[Programming Problem] Paint Fence

You are painting a fence of n posts with k different colors. You must paint the posts following these rules:

  • Every post must be painted exactly one color.
  • At most one pair of adjacent fence posts can have the same color.

Given the two integers n and k, return the number of ways you can paint the fence.

[Link]

The recursive solution times out! So let’s think of a dynamic programming solution!

Single Fence
opt(0) = k options

Double Fence
opt(1) = k^2 options

Third Fence
When first two fences are same color: k * (k-1) = opt(0) * (k-1)
When first two fences are diff color: k * (k-1) * k = k^2 * (k-1) = opt(1) * (k-1)
opt(2) = opt(0) * (k-1) + opt(1) * (k-1)

Nth Fence??
opt(i) = opt(i-2) * (k-1) + opt(i-1) * (k-1)

-*-

*Direction A:*
Return the passage of the fence-painting notes starting at "Double Fence" and ending at "Nth Fence??", copied word for word.
*Direction B:*
Carry the fence-painting notes forward from the point where they stop.

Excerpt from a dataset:
-*-

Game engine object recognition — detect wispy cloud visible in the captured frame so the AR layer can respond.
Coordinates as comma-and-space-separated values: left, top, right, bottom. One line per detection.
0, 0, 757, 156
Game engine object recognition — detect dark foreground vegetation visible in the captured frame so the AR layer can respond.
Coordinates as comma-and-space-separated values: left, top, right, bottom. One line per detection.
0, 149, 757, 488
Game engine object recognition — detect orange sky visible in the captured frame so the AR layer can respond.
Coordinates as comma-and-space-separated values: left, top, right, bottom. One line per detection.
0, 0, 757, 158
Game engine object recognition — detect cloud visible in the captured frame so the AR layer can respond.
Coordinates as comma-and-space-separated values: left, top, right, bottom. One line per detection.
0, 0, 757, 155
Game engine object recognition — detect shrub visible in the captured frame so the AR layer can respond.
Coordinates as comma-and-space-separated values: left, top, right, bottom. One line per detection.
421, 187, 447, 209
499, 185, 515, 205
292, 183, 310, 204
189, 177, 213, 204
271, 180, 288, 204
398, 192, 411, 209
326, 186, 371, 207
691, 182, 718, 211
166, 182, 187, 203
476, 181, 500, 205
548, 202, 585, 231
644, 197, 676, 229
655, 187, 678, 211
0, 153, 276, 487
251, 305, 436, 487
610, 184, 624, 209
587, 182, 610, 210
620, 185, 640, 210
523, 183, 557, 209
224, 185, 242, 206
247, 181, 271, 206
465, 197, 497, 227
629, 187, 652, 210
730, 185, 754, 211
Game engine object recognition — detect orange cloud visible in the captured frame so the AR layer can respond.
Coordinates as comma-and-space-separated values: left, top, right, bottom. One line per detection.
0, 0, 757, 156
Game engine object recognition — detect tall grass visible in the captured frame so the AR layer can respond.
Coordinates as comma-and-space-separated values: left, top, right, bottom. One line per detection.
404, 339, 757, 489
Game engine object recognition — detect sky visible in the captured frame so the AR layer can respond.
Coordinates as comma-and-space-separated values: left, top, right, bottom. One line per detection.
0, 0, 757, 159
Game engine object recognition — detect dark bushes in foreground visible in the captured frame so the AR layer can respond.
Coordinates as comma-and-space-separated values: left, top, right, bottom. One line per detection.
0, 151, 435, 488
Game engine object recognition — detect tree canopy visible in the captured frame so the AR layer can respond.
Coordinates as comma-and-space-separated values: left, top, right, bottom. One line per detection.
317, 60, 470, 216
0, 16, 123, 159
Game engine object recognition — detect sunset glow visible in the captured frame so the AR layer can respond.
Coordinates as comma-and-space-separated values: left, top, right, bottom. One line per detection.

-*-

*Expected answer A:*
Double Fence
opt(1) = k^2 options

Third Fence
When first two fences are same color: k * (k-1) = opt(0) * (k-1)
When first two fences are diff color: k * (k-1) * k = k^2 * (k-1) = opt(1) * (k-1)
opt(2) = opt(0) * (k-1) + opt(1) * (k-1)

Nth Fence??

*Expected answer B:*
/**
 * @param {number} n
 * @param {number} k
 * @return {number}
 */
 
var numWays = function(n, k) {
    if (n===0) return 0;
    if (n===1) return k;
 
    const dp = new Array(n);
    dp[0] = k;
    dp[1] = k*k;
 
    for (let i = 2; i < n ; i++ ) {
        dp[i] = (dp[i-2] * (k-1)) + (dp[i-1] * (k-1));
    }
 
    return dp[n-1];
};

The recursive solution (this will timeout).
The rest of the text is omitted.